Neuer Anlauf trotz Ratsbeschlusslage: das Verkehrskonzept für Gräfelfing
Stau ohne Ende oder doch Entlastung des Ortes in absehbarer Zukunft? In Gräfelfing gibt es einen mehrheitlichen Beschluss zum Mobilitätskonzept und zur Prüfung einer Entlastungsstraße. Das Konzept soll mit einem Verkehrsplan mittels Bürgerbefragung aufgestellt werden. Dauer: bis Ende 2020. Das Bild zeigt die Pasinger Straße im Mai 2019. (Bild: us/archiv)
Der innerörtliche Verkehr, Verkehrsberuhigungen und Sicherung des Radverkehrs und natürlich der Bau einer Entlastungsstraße – das sind alles wichtige Gräfelfinger Probleme, die der Gemeinderat schon lange Zeit auf dem Tisch hat. Dafür gab es für den aktuell noch amtierenden Gemeinderat eine Verkehrsklausur. Im September 2018 fasste der Gemeinderat mit knapper Mehrheit den Beschluss zum Bau einer Entlastungsstraße von der Autobahn am Gewerbegebiet vorbei in Richtung Martinsried bei gleichzeitigem Verfassen eines Verkehrskonzepts.

* [Bereitgestelltes Material]:
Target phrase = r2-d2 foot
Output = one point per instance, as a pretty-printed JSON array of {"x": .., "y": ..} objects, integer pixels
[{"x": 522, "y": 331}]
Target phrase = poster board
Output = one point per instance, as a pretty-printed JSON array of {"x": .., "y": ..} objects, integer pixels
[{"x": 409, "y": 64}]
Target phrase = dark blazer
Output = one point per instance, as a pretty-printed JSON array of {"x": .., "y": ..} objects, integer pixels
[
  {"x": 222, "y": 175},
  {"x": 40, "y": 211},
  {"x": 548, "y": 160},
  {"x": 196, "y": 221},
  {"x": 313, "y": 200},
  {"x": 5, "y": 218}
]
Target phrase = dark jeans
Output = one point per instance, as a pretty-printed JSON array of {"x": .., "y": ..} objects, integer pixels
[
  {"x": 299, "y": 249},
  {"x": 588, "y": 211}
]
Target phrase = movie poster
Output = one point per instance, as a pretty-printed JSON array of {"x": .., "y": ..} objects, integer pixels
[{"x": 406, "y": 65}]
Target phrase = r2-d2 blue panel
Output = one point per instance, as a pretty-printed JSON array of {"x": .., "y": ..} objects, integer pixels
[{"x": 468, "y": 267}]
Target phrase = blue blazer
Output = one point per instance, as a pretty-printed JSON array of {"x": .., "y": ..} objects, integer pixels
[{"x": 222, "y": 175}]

* * *

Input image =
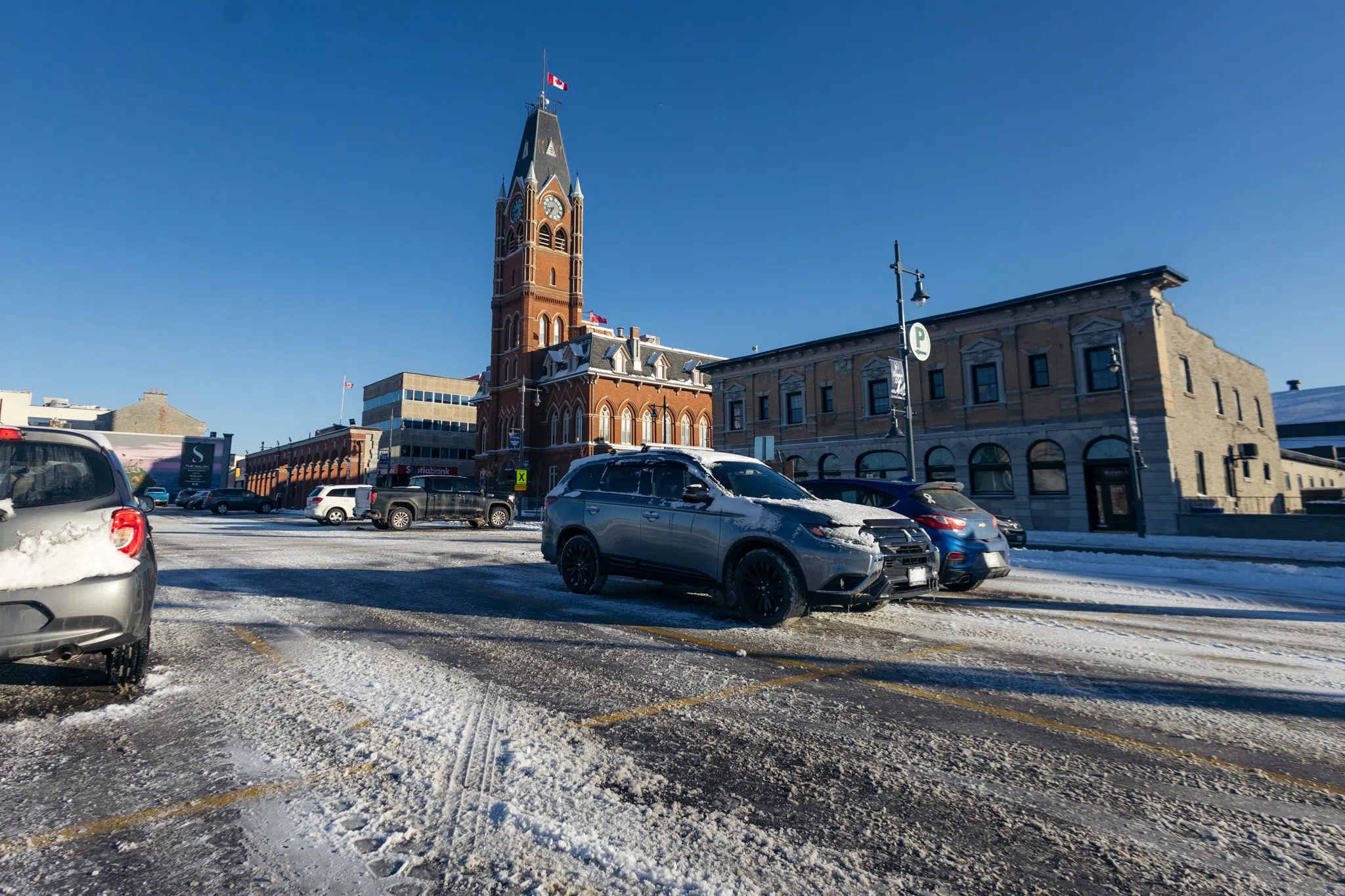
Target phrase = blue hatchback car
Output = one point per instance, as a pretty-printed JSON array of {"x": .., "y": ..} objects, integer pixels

* [Aufgaben]:
1. Wann fasste der Gemeinderat laut dem Text über das Gräfelfinger Verkehrskonzept den Beschluss zum Bau einer Entlastungsstraße?
2. Kopieren Sie aus dem Text über das Gräfelfinger Verkehrskonzept den Abschnitt von „Der innerörtliche Verkehr, Verkehrsberuhigungen“ bis einschließlich „Verfassen eines Verkehrskonzepts.“ wortgetreu.

* [Erwartete Antworten]:
1. Im September 2018.

2.
Der innerörtliche Verkehr, Verkehrsberuhigungen und Sicherung des Radverkehrs und natürlich der Bau einer Entlastungsstraße – das sind alles wichtige Gräfelfinger Probleme, die der Gemeinderat schon lange Zeit auf dem Tisch hat. Dafür gab es für den aktuell noch amtierenden Gemeinderat eine Verkehrsklausur. Im September 2018 fasste der Gemeinderat mit knapper Mehrheit den Beschluss zum Bau einer Entlastungsstraße von der Autobahn am Gewerbegebiet vorbei in Richtung Martinsried bei gleichzeitigem Verfassen eines Verkehrskonzepts.